In fact the cover in the storage room had not been properly made fast, and, as the water rose in the peak above the level of the ‘tween-deck, it leaked through into the storage room, and thence to the hold, where it wetted the tapioca, and thus caused the damage in suit.
The libelant’s position was that, when the ship left Batavia, she was unseaworthy because the covers were not made fast and because this was a defect unknown to the ship’s officers, though chargeable against her had proper diligence been used. Further, assuming that the beginning of the voyage was at Batavia, yet it was in stages, and the covenant of seaworthiness was renewed at each port. If so, at Calcutta she was not seaworthy, and this also was unknown to her officers. Hence in any event she was liable. The claimant answered that the fault was in management; the ship being well found with covers and gaskets, the manholes being known to be loose at Batavia, where the voyage began, and the failure to make them fast not being in any view a defect in seaworthiness when she left that port. It denied that the voyage should be divided into stages, and insisted that the covenant attached once for all at Batavia. The District Judge accepted the libelant’s theory of the case and held the ship.
Kirlin, Woolsey, Campbell, Hickox Keating, of New York City (L. De Grove Potter, John M. Woolsey, and John J. Heckman, all of New York City, on the brief), for appellant.
Barry, Wainwright, Thacher Symmers, of New York City (John C. Crawley and James K. Symmers, both of New York City, on the brief), for appellee.
Before L. HAND, SWAN, and AUGUSTUS N. HAND, Circuit Judges.
L. HAND, Circuit Judge (after stating the facts as above).

# MATERIAL

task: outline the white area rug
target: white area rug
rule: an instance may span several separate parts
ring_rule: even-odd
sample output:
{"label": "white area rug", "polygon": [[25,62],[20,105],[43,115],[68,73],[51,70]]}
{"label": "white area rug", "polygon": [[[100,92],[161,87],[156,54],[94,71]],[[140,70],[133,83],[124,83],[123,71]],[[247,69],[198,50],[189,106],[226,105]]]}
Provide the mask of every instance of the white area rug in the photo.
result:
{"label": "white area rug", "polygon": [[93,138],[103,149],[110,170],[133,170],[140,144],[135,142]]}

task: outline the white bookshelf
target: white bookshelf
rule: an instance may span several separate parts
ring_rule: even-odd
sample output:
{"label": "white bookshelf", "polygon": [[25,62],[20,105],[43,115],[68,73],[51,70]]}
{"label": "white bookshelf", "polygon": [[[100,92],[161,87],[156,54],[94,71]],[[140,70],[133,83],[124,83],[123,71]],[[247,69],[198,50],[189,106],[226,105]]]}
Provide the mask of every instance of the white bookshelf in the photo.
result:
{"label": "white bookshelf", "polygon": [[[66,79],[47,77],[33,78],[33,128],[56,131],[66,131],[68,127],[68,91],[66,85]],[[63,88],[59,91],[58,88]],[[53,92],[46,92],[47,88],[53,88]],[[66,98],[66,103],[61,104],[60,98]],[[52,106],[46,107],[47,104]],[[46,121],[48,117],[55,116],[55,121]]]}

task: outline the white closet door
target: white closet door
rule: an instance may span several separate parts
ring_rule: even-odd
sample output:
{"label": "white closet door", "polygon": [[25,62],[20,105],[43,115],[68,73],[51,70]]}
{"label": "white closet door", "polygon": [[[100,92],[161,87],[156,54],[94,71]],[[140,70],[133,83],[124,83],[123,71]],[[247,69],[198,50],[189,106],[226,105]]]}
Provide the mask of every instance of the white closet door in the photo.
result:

# EXERCISES TO COMPLETE
a) Extract the part of the court opinion from "Kirlin, Woolsey, Campbell, Hickox" to "facts as above)." word for word.
b) For each statement, answer yes or no according to the court opinion and quote the words that decide it: (i) The District Judge held the ship. (ii) The claimant agreed that the voyage should be divided into stages. (iii) The water that reached the hold wetted the tapioca.

# ANSWERS FOR THE EXERCISE
a)
Kirlin, Woolsey, Campbell, Hickox Keating, of New York City (L. De Grove Potter, John M. Woolsey, and John J. Heckman, all of New York City, on the brief), for appellant.
Barry, Wainwright, Thacher Symmers, of New York City (John C. Crawley and James K. Symmers, both of New York City, on the brief), for appellee.
Before L. HAND, SWAN, and AUGUSTUS N. HAND, Circuit Judges.
L. HAND, Circuit Judge (after stating the facts as above).

b)
(i) Yes: "The District Judge accepted the libelant’s theory of the case and held the ship."
(ii) No: "It denied that the voyage should be divided into stages"
(iii) Yes: "thence to the hold, where it wetted the tapioca"